**Work order**
Copy every record that follows, word for word.

**Data extracts**
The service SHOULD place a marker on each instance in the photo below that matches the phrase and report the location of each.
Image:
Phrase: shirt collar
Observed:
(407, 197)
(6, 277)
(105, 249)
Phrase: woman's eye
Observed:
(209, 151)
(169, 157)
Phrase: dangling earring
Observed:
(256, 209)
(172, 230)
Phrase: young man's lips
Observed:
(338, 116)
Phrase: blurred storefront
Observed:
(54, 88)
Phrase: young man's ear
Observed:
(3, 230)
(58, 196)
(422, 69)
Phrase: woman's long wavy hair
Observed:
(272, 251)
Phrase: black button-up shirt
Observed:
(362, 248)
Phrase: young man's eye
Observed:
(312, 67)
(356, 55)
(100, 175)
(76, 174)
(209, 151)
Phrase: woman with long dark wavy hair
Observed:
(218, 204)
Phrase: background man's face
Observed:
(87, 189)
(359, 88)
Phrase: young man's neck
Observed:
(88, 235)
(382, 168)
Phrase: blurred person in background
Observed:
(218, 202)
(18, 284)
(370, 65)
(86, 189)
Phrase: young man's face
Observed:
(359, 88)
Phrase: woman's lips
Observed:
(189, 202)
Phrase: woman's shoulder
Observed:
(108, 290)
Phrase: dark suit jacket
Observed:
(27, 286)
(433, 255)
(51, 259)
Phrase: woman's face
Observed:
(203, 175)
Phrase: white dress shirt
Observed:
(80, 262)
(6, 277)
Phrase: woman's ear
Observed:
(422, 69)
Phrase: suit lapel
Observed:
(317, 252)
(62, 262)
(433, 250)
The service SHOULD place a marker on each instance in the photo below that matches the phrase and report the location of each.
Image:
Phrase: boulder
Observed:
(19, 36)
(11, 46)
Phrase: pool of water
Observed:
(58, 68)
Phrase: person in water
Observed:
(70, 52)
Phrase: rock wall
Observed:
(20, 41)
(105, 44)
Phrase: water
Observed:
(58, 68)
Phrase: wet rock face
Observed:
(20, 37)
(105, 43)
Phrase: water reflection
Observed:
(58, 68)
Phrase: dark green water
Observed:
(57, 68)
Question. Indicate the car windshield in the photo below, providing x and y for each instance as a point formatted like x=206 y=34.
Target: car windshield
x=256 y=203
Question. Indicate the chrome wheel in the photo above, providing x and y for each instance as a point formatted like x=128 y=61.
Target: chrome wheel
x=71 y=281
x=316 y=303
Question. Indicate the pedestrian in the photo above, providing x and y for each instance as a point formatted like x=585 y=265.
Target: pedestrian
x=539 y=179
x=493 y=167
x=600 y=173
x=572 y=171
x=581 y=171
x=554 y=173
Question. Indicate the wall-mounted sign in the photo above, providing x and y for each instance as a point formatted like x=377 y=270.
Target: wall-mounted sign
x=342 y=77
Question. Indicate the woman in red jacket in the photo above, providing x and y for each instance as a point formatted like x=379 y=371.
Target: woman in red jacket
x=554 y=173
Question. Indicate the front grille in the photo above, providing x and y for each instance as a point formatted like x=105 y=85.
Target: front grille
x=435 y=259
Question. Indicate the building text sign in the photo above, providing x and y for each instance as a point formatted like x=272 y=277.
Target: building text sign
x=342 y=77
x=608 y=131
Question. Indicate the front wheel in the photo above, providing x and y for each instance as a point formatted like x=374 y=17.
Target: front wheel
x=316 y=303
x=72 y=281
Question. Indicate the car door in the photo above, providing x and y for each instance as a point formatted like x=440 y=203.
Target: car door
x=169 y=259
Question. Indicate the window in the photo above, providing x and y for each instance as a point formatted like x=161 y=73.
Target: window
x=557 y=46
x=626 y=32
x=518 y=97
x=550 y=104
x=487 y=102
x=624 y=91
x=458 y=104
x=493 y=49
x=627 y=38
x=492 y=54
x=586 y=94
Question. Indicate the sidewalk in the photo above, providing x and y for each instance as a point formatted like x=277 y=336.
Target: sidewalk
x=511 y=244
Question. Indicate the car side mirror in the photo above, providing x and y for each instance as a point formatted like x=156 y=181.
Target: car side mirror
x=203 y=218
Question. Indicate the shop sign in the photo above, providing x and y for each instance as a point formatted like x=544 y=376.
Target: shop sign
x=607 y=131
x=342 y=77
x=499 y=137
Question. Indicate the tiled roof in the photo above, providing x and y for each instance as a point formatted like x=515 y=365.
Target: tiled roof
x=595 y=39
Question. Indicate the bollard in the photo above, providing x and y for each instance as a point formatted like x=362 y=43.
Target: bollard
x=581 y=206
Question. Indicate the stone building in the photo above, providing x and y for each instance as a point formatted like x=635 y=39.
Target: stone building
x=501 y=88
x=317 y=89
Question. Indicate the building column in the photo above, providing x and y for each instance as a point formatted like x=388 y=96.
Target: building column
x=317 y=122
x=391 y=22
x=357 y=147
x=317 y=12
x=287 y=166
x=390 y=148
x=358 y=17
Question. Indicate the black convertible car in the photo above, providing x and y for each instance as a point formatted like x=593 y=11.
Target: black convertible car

**Output below**
The service SHOULD place a marker on each instance in the photo below that matches the phrase and report the location of each.
Image:
Phrase: shirt collar
Observed:
(407, 197)
(6, 277)
(105, 249)
Phrase: woman's eye
Observed:
(209, 151)
(169, 157)
Phrase: dangling earring
Observed:
(256, 209)
(172, 230)
Phrase: young man's lips
Observed:
(338, 116)
Phrase: blurred storefront
Observed:
(54, 88)
Phrase: young man's ear
Observed:
(3, 230)
(58, 196)
(422, 69)
Phrase: woman's long wavy hair
Observed:
(272, 251)
Phrase: black button-up shirt
Observed:
(362, 248)
Phrase: young man's eye
Observed:
(312, 67)
(356, 55)
(100, 175)
(76, 174)
(209, 151)
Phrase: woman with long dark wavy hair
Observed:
(218, 204)
Phrase: background man's face
Observed:
(87, 189)
(359, 88)
Phrase: young man's neck
Observed:
(88, 235)
(382, 168)
Phrase: blurred person in background
Observed:
(218, 202)
(18, 284)
(370, 65)
(86, 189)
Phrase: young man's face
Observed:
(359, 88)
Phrase: woman's lips
Observed:
(189, 202)
Phrase: woman's shoulder
Observed:
(108, 290)
Phrase: dark suit jacket
Observed:
(27, 286)
(433, 255)
(51, 259)
Phrase: woman's face
Observed:
(203, 175)
Phrase: white dress shirt
Observed:
(80, 262)
(6, 277)
Phrase: woman's ear
Observed:
(422, 69)
Phrase: suit lapel
Observed:
(317, 252)
(62, 262)
(433, 250)
The service SHOULD place a marker on each instance in the photo below that matches the phrase and report the location of each.
Image:
Phrase: boulder
Observed:
(19, 36)
(11, 46)
Phrase: pool of water
Observed:
(58, 68)
Phrase: person in water
Observed:
(70, 52)
Phrase: rock wall
Observed:
(20, 41)
(105, 44)
Phrase: water
Observed:
(58, 68)
Phrase: wet rock face
Observed:
(20, 37)
(105, 43)
Phrase: water reflection
Observed:
(58, 68)
Phrase: dark green water
Observed:
(57, 68)
Question. Indicate the car windshield in the photo below, providing x and y for each instance as a point formatted like x=206 y=34.
Target: car windshield
x=256 y=203
Question. Indicate the chrome wheel in the photo above, providing x and y for each instance as a point formatted like x=128 y=61.
Target: chrome wheel
x=71 y=281
x=316 y=303
Question. Indicate the pedestrian in the photo above, providing x and y for each instance as a point formatted like x=585 y=265.
Target: pedestrian
x=539 y=179
x=493 y=167
x=600 y=173
x=572 y=171
x=581 y=171
x=554 y=173
Question. Indicate the wall-mounted sign in the photo above, providing x and y for each instance as a point formatted like x=377 y=270.
Target: wall-mounted sign
x=342 y=77
Question. Indicate the woman in red jacket in the photo above, providing x and y for each instance as a point formatted like x=379 y=371.
Target: woman in red jacket
x=554 y=173
Question. Indicate the front grille in the photo above, providing x and y for each instance as a point formatted like x=105 y=85.
Target: front grille
x=435 y=259
Question. Indicate the building text sign in the photo above, providing x and y for each instance as a point formatted like x=272 y=277.
Target: building text sign
x=342 y=77
x=608 y=131
Question. Indicate the front wheel in the photo above, providing x and y for each instance as a point formatted like x=374 y=17.
Target: front wheel
x=316 y=303
x=72 y=281
Question. Indicate the car door in the photo above, providing x and y for each instance as a point formatted like x=440 y=203.
Target: car door
x=169 y=259
Question. Indicate the window in the photo above, providing x and y for each instance as a point formatted like x=161 y=73.
Target: window
x=557 y=46
x=626 y=32
x=518 y=97
x=550 y=104
x=487 y=102
x=624 y=91
x=458 y=104
x=493 y=49
x=627 y=38
x=492 y=54
x=586 y=94
Question. Indicate the sidewalk in the photo above, providing x and y for each instance as a point formatted like x=277 y=336.
Target: sidewalk
x=511 y=244
Question. Indicate the car side mirror in the photo above, providing x and y for each instance as a point formatted like x=156 y=181.
Target: car side mirror
x=203 y=218
Question. Indicate the shop sign in the photo above, providing x and y for each instance as a point formatted like x=544 y=376.
Target: shop sign
x=607 y=131
x=342 y=77
x=499 y=137
Question. Indicate the tiled roof in the photo above, providing x and y for each instance as a point formatted like x=515 y=365.
Target: tiled roof
x=595 y=39
Question. Indicate the bollard in the photo above, providing x and y for each instance as a point formatted like x=362 y=43.
Target: bollard
x=581 y=206
Question. Indicate the stone building in the photo above, providing x and y for each instance as a point formatted like x=635 y=39.
Target: stone building
x=501 y=88
x=317 y=89
Question. Indicate the building column in the photo above, providing x and y for each instance as a point formatted like x=388 y=96.
Target: building column
x=317 y=122
x=391 y=22
x=357 y=147
x=317 y=12
x=287 y=166
x=390 y=148
x=358 y=17
Question. Indicate the black convertible car in the photo above, providing x and y for each instance as a point formatted like x=593 y=11.
Target: black convertible car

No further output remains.